WHAT TO DO >> Lay out the part of the entries that opens with the line containing "Report the position of every instance of the girl's nose" and closes with the line containing "pixel 172 170" as a Markdown table with the columns Row and Line, one numbered row per line and blank lines omitted.

EXERCISE MATERIALS >>

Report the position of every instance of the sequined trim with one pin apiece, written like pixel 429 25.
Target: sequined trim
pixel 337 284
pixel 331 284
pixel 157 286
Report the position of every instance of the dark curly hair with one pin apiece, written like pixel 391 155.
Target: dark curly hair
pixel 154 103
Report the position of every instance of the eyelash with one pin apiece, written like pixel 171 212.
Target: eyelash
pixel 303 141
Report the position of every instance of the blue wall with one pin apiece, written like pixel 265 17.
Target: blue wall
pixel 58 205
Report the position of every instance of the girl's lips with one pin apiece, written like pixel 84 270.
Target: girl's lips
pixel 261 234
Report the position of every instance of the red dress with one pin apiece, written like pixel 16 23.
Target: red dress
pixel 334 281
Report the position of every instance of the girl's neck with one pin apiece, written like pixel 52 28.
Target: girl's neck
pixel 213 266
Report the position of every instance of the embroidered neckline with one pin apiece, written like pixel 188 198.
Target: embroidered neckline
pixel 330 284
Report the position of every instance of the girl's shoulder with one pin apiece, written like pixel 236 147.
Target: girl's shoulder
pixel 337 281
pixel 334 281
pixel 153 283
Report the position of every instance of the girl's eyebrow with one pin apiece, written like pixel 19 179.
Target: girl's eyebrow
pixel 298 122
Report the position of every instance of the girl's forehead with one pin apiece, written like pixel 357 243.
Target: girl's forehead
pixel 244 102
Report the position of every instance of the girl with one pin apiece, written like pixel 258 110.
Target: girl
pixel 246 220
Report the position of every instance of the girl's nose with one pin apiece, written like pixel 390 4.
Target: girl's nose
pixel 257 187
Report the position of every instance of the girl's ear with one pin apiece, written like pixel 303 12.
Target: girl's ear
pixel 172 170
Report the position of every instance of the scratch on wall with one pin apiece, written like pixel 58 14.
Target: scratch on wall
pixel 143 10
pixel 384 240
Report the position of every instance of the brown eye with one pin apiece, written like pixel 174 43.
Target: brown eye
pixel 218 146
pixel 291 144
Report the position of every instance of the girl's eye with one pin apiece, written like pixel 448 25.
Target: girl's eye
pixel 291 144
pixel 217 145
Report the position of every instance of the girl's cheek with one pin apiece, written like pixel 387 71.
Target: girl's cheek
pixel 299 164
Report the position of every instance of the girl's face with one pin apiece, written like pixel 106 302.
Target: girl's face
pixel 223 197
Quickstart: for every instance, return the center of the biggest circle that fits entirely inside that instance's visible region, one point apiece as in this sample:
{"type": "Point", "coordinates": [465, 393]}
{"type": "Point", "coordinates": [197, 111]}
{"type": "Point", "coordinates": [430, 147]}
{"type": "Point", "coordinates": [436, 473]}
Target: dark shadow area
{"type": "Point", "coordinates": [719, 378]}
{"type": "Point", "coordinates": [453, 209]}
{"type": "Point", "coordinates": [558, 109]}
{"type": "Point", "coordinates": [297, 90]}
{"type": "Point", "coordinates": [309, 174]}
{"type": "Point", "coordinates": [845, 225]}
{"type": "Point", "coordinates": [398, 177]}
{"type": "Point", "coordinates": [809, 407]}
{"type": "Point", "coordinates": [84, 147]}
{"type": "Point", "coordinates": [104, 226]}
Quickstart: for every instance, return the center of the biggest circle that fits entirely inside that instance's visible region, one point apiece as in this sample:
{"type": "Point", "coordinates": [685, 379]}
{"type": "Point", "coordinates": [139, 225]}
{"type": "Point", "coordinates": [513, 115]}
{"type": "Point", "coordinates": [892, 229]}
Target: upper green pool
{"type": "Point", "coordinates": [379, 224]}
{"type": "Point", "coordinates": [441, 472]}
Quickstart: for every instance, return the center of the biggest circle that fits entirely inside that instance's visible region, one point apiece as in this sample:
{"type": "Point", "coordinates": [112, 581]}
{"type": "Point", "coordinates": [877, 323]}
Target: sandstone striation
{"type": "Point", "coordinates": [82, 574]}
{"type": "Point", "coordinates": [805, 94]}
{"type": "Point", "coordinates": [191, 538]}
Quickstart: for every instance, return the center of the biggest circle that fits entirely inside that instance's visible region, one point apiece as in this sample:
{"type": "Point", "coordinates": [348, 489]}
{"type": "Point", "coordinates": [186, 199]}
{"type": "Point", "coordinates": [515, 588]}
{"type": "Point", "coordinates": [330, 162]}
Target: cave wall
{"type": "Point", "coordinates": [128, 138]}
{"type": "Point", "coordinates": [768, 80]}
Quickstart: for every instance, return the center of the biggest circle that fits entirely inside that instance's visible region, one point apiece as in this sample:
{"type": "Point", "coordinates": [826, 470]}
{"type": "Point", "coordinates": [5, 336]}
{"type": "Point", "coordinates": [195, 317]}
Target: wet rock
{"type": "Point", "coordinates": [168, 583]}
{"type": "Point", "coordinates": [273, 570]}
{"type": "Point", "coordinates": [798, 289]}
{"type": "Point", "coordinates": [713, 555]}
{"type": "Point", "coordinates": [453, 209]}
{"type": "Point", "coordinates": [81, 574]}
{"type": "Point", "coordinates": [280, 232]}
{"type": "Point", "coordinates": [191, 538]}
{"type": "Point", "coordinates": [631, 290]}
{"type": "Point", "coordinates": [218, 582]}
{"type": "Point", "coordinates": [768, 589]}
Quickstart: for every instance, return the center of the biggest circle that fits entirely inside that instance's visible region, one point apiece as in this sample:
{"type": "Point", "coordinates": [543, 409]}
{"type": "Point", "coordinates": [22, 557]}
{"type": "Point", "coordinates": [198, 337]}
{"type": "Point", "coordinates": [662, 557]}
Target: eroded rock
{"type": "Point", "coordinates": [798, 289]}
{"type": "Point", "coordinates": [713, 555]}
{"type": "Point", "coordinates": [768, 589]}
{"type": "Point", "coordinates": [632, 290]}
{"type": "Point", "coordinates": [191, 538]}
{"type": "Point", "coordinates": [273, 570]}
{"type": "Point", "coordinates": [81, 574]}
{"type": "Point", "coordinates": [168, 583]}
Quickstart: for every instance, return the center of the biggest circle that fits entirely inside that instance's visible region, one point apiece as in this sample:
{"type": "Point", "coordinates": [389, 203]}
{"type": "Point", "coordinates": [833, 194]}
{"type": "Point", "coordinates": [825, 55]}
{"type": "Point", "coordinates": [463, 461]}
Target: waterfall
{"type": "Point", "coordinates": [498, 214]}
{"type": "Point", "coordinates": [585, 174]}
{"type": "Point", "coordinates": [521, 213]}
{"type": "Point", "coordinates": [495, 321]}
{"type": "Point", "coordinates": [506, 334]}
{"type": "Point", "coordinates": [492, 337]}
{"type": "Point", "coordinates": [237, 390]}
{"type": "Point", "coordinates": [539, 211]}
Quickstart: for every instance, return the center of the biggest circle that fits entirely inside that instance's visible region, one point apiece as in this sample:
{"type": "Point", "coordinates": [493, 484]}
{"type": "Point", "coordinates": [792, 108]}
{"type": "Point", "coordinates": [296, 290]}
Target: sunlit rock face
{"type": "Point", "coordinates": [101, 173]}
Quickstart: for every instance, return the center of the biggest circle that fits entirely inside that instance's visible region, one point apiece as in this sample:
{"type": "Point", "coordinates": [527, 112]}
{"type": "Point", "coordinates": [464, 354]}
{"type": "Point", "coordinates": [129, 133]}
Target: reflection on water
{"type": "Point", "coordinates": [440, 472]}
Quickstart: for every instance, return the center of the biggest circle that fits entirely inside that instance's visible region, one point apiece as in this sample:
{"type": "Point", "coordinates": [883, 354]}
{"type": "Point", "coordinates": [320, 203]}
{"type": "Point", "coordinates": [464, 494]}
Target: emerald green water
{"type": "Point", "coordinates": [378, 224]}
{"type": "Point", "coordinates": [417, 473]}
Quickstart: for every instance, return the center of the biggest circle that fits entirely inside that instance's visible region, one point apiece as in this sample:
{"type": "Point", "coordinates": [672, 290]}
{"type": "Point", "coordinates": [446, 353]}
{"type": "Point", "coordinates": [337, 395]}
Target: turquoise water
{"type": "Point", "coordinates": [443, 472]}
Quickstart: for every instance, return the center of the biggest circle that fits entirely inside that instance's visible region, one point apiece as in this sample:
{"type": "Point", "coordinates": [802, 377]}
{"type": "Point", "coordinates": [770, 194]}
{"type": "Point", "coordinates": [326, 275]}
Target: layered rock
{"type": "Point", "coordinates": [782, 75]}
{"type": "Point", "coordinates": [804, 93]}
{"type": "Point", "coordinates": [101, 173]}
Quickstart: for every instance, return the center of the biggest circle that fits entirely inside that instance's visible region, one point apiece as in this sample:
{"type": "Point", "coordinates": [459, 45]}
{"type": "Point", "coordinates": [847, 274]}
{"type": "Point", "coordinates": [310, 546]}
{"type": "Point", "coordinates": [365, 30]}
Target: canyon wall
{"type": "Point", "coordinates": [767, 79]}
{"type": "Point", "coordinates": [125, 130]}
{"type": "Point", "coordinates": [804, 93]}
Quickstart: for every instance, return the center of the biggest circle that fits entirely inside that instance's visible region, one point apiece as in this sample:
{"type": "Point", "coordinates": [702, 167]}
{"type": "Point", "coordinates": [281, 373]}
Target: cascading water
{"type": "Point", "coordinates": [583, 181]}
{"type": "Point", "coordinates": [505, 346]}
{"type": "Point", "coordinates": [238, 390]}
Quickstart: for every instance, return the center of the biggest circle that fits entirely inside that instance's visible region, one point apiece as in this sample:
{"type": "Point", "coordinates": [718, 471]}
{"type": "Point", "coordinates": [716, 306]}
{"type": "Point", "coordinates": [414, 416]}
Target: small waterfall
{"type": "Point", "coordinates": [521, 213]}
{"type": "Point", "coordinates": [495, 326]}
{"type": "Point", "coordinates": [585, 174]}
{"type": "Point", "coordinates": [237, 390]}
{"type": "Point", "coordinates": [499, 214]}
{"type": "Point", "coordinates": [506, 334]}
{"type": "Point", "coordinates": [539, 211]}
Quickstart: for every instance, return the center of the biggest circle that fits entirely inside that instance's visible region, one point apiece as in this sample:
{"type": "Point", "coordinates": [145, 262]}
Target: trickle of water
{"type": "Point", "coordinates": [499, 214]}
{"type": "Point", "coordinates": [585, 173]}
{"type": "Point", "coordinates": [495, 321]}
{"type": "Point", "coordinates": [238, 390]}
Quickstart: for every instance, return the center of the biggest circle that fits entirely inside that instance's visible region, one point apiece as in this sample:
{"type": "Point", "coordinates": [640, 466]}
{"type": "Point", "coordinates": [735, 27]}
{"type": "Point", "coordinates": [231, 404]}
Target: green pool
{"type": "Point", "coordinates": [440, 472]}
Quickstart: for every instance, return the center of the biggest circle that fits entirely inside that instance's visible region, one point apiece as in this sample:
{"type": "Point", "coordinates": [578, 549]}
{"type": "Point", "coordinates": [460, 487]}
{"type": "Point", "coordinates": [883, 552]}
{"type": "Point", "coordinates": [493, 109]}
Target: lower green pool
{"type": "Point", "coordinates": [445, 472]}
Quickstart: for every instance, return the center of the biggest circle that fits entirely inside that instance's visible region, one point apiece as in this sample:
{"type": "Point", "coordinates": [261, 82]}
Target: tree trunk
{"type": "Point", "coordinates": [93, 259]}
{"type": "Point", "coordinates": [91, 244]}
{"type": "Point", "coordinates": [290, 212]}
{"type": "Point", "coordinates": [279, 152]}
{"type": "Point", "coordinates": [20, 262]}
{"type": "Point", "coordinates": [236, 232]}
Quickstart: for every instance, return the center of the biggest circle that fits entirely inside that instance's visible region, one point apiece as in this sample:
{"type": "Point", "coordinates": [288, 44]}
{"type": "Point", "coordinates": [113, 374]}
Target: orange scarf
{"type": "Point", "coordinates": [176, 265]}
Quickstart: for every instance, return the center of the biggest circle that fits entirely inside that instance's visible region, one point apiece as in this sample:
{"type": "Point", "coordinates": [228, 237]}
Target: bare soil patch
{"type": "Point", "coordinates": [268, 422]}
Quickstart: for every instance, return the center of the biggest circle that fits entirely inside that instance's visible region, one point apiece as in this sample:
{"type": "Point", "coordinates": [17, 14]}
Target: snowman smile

THE REPLY >>
| Row | Line |
|---|---|
| 1 | Report the position of every instance of the girl's nose with one pin apiece, written like pixel 390 4. |
| 2 | Target: girl's nose |
| 3 | pixel 257 187 |
| 4 | Report the position of every instance of the girl's ear with one pin apiece, written like pixel 303 12. |
| 5 | Target: girl's ear |
| 6 | pixel 172 170 |